----- Extracted material

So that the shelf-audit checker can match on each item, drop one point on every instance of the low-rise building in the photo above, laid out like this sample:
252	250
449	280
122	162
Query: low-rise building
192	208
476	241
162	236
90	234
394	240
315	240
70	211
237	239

----------

Prompt: The whole listing above should be copied out exactly, line by line.

Final answer:
So that the shelf-audit checker can match on each item, drop one point on every instance of the low-rise building in the photo above, laid out like this sample:
252	250
449	280
122	162
Query: low-rise building
192	208
476	241
162	236
90	234
394	240
315	240
70	211
237	239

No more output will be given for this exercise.